__Your task__
From the first line to the last, give the records again exactly.

(Point-per-instance localization data)
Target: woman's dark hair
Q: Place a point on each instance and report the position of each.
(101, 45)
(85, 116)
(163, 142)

__Problem solution__
Target: woman's dark hair
Q: Place a point on each instance and report the position of each.
(101, 45)
(85, 116)
(163, 142)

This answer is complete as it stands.